Texte à lire:
Le 10 mars dernier, « coup de théâtre » diplomatique à Pékin : l’Arabie saoudite et l’Iran sont convenus de rétablir leurs relations diplomatiques. Après des années de tensions, de guerres indirectes, les deux pays annoncent qu’ils vont échanger des ambassadeurs d’ici le mois de mai prochain. C’est un véritable séisme politique et stratégique pour le Moyen-Orient, et certainement au-delà. Si les relations s’améliorent vraiment entre les deux régimes islamiques, sunnite pour l’Arabie saoudite et chiite pour l’Iran, les cartes vont être totalement rebattues dans une grande partie du monde, au Yémen, en Syrie, au Liban, dans les territoires palestiniens, dans les états du Golfe, en Irak…
Pékin à la manœuvre
Sur le plan global, il s’agit aussi et d’abord d’un coup de maître de la diplomatie chinoise. Pour la première fois depuis le déclenchement de la guerre en Ukraine l’année dernière, celle-ci passe d’une attitude de réserve défensive à une volonté de modifier les rapports de force au niveau mondial. Le ton dithyrambique de l’annonce de l’événement par l’agence de presse officielle saoudienne SPA est révélateur de l’attitude envers Pékin : cet événement intervient en « réponse à la noble initiative de Son Excellence le président Xi Jinping, président de la République populaire de Chine, et du soutien de la Chine au développement des relations de bon voisinage entre le Royaume d’Arabie saoudite et la République islamique d’Iran ». La Chine mène le jeu, et c’est une surprise pour les États-Unis et l’OTAN, visiblement pris de court par cette accélération de l’histoire. Il aura fallu attendre plus de 72 heures pour que Washington publie un communiqué, d’ailleurs sans le moindre intérêt, prenant simplement acte de l’événement, sans autres commentaires. Certainement pris au dépourvu, ni le président Biden, ni le secrétaire d’État Antony Blinken n’ont réagi. La Chine, qui par ailleurs dispose d’une alliance stratégique de 25 ans avec Téhéran, a réussi à placer un coin dans l’axe américano-saoudien.

Liste des données:
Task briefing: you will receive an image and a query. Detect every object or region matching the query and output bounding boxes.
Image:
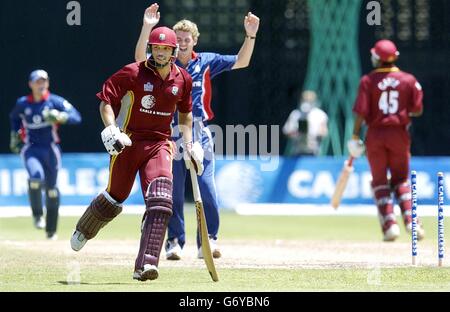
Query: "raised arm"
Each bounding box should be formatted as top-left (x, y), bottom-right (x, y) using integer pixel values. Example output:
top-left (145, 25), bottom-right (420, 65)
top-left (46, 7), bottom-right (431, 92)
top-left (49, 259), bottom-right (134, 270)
top-left (232, 12), bottom-right (259, 69)
top-left (134, 3), bottom-right (160, 62)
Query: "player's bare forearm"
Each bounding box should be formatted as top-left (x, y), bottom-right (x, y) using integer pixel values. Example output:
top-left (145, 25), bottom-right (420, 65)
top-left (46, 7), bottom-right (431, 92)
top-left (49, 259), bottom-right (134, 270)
top-left (134, 24), bottom-right (153, 62)
top-left (232, 12), bottom-right (259, 69)
top-left (353, 115), bottom-right (364, 139)
top-left (178, 112), bottom-right (193, 143)
top-left (134, 3), bottom-right (161, 62)
top-left (100, 102), bottom-right (116, 127)
top-left (233, 37), bottom-right (255, 69)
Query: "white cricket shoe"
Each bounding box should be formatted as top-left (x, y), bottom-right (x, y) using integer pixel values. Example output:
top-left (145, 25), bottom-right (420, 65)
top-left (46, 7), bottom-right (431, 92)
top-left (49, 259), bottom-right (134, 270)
top-left (70, 230), bottom-right (87, 251)
top-left (33, 216), bottom-right (45, 230)
top-left (166, 238), bottom-right (182, 260)
top-left (133, 264), bottom-right (159, 282)
top-left (406, 223), bottom-right (425, 240)
top-left (383, 223), bottom-right (400, 242)
top-left (47, 233), bottom-right (58, 241)
top-left (197, 238), bottom-right (222, 259)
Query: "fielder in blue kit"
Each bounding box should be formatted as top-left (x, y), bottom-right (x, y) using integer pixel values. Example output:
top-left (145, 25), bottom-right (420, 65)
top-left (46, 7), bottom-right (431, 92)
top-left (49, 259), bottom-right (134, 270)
top-left (136, 3), bottom-right (259, 260)
top-left (9, 70), bottom-right (81, 240)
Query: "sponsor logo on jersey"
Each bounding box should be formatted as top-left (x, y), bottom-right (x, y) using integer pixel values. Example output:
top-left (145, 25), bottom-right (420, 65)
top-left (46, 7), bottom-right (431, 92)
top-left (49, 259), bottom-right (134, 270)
top-left (141, 95), bottom-right (155, 109)
top-left (378, 77), bottom-right (400, 91)
top-left (33, 115), bottom-right (42, 125)
top-left (144, 82), bottom-right (153, 92)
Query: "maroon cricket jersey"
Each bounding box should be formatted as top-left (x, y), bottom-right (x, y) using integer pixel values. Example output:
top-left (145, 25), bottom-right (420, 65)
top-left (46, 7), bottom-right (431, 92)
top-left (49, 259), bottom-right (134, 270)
top-left (97, 62), bottom-right (192, 140)
top-left (353, 67), bottom-right (423, 127)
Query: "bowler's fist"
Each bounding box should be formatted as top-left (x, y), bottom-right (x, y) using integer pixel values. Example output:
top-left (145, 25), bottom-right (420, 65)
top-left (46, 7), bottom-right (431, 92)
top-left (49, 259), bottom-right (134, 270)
top-left (347, 137), bottom-right (365, 158)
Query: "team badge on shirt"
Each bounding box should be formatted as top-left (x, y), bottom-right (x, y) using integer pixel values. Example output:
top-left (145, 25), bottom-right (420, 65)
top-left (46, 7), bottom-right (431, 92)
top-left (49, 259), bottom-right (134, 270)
top-left (141, 95), bottom-right (155, 109)
top-left (144, 82), bottom-right (153, 92)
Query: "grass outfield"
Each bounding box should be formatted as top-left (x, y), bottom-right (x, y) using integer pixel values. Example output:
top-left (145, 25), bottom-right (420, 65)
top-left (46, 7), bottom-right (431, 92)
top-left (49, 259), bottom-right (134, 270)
top-left (0, 209), bottom-right (450, 292)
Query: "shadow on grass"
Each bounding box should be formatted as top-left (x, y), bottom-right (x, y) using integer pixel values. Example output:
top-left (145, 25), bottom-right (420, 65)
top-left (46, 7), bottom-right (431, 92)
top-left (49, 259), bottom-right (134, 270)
top-left (57, 281), bottom-right (140, 286)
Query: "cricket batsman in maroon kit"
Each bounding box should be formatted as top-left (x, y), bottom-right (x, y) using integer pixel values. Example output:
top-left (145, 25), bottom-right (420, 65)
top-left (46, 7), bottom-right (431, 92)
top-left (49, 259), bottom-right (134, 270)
top-left (71, 27), bottom-right (203, 281)
top-left (348, 40), bottom-right (425, 241)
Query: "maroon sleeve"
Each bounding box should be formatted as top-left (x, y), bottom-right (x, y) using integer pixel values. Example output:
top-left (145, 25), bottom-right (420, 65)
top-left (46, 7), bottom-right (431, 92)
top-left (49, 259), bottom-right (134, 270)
top-left (409, 78), bottom-right (423, 113)
top-left (353, 75), bottom-right (370, 119)
top-left (177, 71), bottom-right (192, 114)
top-left (97, 64), bottom-right (137, 108)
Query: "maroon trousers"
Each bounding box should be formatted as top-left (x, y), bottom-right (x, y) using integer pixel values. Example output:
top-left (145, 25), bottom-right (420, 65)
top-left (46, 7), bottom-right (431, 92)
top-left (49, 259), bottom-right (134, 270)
top-left (106, 140), bottom-right (174, 203)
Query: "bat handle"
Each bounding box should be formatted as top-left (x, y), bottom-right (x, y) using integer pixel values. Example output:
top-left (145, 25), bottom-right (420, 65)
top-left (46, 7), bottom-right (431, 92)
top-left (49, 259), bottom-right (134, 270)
top-left (347, 156), bottom-right (355, 167)
top-left (189, 168), bottom-right (202, 202)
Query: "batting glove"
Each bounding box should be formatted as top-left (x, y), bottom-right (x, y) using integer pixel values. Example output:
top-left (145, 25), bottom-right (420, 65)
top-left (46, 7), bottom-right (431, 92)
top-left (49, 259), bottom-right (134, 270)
top-left (42, 108), bottom-right (69, 124)
top-left (101, 125), bottom-right (131, 156)
top-left (183, 142), bottom-right (205, 176)
top-left (347, 138), bottom-right (365, 158)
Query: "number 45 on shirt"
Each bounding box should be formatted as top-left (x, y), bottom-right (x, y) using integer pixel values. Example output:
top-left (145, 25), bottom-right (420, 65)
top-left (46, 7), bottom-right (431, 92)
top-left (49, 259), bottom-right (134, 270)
top-left (378, 90), bottom-right (399, 115)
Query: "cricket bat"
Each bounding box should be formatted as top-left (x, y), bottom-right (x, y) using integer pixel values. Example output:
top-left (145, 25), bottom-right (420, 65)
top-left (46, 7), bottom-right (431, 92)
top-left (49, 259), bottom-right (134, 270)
top-left (331, 156), bottom-right (354, 209)
top-left (189, 167), bottom-right (219, 282)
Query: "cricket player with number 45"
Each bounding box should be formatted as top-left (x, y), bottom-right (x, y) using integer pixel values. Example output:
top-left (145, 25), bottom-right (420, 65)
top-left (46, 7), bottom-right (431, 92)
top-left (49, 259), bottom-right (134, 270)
top-left (135, 3), bottom-right (259, 260)
top-left (347, 40), bottom-right (425, 241)
top-left (71, 27), bottom-right (203, 281)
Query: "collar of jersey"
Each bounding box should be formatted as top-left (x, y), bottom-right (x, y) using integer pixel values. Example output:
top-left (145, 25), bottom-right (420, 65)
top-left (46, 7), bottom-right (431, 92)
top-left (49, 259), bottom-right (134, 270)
top-left (27, 91), bottom-right (50, 103)
top-left (374, 66), bottom-right (400, 73)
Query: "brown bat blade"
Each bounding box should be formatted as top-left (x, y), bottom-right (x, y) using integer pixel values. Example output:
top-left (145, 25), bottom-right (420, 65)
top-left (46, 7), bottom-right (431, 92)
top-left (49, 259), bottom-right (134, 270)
top-left (189, 168), bottom-right (219, 282)
top-left (331, 157), bottom-right (354, 209)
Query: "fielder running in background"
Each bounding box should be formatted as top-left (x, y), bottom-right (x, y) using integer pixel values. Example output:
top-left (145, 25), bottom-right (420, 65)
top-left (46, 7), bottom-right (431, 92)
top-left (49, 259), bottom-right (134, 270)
top-left (71, 27), bottom-right (202, 281)
top-left (348, 40), bottom-right (425, 241)
top-left (9, 69), bottom-right (81, 240)
top-left (283, 90), bottom-right (328, 156)
top-left (135, 3), bottom-right (259, 260)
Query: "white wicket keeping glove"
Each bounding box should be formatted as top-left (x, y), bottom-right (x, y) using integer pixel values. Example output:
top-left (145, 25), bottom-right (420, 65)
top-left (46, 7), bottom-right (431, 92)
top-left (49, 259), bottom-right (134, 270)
top-left (183, 142), bottom-right (205, 176)
top-left (42, 107), bottom-right (69, 124)
top-left (347, 138), bottom-right (365, 158)
top-left (101, 125), bottom-right (131, 156)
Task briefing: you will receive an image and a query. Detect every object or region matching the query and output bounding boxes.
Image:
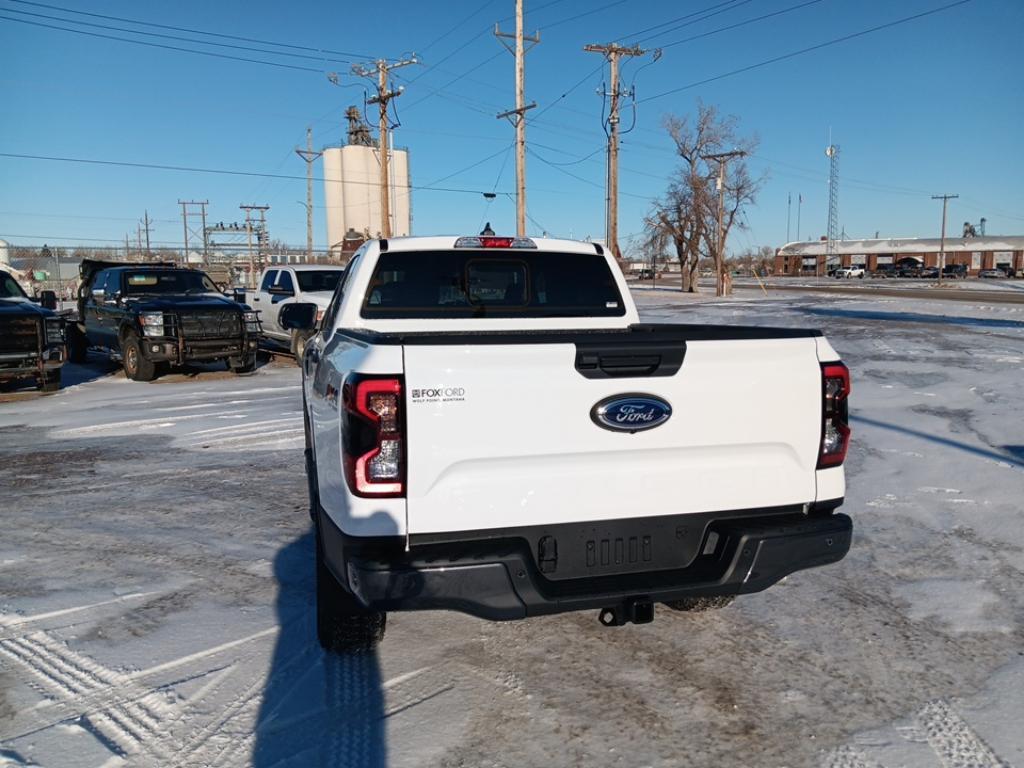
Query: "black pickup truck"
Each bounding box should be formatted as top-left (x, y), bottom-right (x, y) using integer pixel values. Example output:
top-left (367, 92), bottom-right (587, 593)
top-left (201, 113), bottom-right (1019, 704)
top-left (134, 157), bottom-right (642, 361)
top-left (68, 259), bottom-right (260, 381)
top-left (0, 270), bottom-right (66, 392)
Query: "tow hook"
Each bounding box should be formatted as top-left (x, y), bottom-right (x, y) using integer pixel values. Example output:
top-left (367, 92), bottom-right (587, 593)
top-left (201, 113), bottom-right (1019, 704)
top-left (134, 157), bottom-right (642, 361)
top-left (597, 600), bottom-right (654, 627)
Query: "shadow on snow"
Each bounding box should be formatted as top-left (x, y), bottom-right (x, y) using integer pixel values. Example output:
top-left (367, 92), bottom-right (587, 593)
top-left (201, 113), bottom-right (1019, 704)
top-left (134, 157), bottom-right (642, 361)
top-left (252, 531), bottom-right (387, 768)
top-left (850, 416), bottom-right (1024, 468)
top-left (797, 307), bottom-right (1024, 328)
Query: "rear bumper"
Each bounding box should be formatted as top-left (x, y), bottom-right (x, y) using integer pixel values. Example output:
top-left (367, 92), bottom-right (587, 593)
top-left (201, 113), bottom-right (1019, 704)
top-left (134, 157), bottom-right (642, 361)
top-left (0, 344), bottom-right (66, 381)
top-left (319, 503), bottom-right (853, 620)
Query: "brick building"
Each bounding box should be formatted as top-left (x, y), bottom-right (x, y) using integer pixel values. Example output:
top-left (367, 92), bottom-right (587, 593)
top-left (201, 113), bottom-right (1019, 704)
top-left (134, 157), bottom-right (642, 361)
top-left (775, 236), bottom-right (1024, 275)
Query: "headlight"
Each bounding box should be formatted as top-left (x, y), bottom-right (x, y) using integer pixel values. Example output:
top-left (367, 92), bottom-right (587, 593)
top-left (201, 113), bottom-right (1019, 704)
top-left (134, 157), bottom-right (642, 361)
top-left (138, 312), bottom-right (164, 336)
top-left (46, 318), bottom-right (63, 344)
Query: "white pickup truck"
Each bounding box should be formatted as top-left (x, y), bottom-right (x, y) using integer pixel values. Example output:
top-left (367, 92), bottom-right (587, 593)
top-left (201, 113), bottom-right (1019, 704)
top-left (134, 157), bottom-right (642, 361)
top-left (281, 237), bottom-right (852, 652)
top-left (247, 264), bottom-right (345, 358)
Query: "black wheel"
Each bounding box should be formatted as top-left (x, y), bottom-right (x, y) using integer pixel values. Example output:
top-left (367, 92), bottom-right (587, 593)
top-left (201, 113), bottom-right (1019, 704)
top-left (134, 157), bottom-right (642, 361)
top-left (665, 595), bottom-right (736, 613)
top-left (227, 355), bottom-right (256, 375)
top-left (316, 542), bottom-right (387, 654)
top-left (68, 323), bottom-right (89, 362)
top-left (292, 331), bottom-right (310, 368)
top-left (121, 334), bottom-right (157, 381)
top-left (39, 368), bottom-right (60, 392)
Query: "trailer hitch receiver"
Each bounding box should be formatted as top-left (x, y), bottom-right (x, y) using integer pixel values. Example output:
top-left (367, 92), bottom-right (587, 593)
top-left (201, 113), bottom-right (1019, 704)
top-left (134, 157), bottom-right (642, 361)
top-left (597, 599), bottom-right (654, 627)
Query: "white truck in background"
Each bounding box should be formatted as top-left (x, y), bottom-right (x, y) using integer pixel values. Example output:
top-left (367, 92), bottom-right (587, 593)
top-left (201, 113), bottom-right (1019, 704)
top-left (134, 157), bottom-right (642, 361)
top-left (281, 237), bottom-right (852, 652)
top-left (246, 264), bottom-right (345, 359)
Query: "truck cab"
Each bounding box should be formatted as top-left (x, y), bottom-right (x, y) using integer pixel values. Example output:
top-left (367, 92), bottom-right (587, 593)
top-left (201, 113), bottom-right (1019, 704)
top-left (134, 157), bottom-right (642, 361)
top-left (0, 270), bottom-right (67, 392)
top-left (251, 264), bottom-right (345, 359)
top-left (69, 259), bottom-right (260, 381)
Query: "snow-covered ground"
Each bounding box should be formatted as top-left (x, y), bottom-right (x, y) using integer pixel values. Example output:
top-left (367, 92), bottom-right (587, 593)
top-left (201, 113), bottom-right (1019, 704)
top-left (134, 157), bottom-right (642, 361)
top-left (0, 290), bottom-right (1024, 768)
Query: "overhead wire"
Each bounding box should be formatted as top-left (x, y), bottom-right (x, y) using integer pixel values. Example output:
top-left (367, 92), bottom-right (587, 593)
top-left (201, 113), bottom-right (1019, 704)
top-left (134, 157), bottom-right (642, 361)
top-left (637, 0), bottom-right (973, 103)
top-left (1, 0), bottom-right (373, 58)
top-left (0, 152), bottom-right (512, 195)
top-left (3, 6), bottom-right (351, 63)
top-left (0, 15), bottom-right (322, 75)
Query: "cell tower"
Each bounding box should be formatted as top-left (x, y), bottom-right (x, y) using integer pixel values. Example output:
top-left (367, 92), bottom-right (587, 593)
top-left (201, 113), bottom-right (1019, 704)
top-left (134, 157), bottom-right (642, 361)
top-left (825, 143), bottom-right (839, 272)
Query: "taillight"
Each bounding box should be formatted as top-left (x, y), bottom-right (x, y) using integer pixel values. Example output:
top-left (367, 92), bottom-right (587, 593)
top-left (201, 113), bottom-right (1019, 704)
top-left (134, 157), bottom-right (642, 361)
top-left (342, 375), bottom-right (406, 497)
top-left (818, 362), bottom-right (850, 469)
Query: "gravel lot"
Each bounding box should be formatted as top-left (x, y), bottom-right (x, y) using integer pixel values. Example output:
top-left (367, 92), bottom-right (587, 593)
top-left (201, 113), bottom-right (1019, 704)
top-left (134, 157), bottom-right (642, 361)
top-left (0, 289), bottom-right (1024, 768)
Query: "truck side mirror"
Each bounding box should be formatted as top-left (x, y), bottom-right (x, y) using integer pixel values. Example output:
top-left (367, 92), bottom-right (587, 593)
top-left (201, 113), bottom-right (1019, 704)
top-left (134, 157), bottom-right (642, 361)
top-left (39, 291), bottom-right (57, 309)
top-left (278, 302), bottom-right (319, 331)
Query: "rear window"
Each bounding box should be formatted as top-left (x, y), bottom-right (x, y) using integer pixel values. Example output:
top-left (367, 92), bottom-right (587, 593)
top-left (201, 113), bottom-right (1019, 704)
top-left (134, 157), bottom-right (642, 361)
top-left (362, 250), bottom-right (626, 319)
top-left (295, 269), bottom-right (345, 293)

Exercice écrit A:
Relevez toutes les lignes de la liste qui contiennent la chaîne « cricket ».
Exercice écrit B:
Prolongez le texte sur le rétablissement des relations diplomatiques entre l'Arabie saoudite et l'Iran au-delà de sa dernière phrase.

Bonne réponse A:
Query: "white cricket shoe"
Query: "maroon cricket jersey"
Query: "cricket batsman in maroon kit"
Query: "cricket bat"
Query: "cricket player with number 45"

Bonne réponse B:
Le Moyen-Orient, qui vivait sous l’équilibre de la terreur entre les deux puissances musulmanes, se retrouve dans une situation de déstabilisation difficile à prévoir. Il est clair que depuis le retour de la guerre en Europe Pékin adopte une tactique d’évitement d’un conflit en Asie, autour de l’île de Taïwan en particulier. Or, les États-Unis ne peuvent ignorer les changements de rapports de force au Proche et Moyen-Orient, particulièrement pour la stabilité de la fourniture de pétrole et de gaz et, sur le plan financier global, pour l’affectation des liquidités monétaires en « pétrodollars ». Mais un retour massif de l’US Army dans la région est incompatible avec un positionnement guerrier en Asie. D’une certaine manière, l’implication de la Chine dans l’accord irano-saoudien est une réponse de diversion à l’alliance « Aukus » qui agrège les forces américaines, britanniques, australiennes et nouvelle-zélandaises contre l’Empire du Milieu en Asie. La Chine a fait le constat que l’Occident est uni derrière les Américains, le bilan de la guerre en Ukraine démontre que « l’autonomie européenne », allemande en particulier, est une simple vue de l’esprit. En conséquence, le Parti communiste chinois cherche à disperser les forces de l’Aukus et de l’OTAN sur plusieurs champs d’opérations pour ne pas subir une concentration de forces occidentales contre elle en Asie.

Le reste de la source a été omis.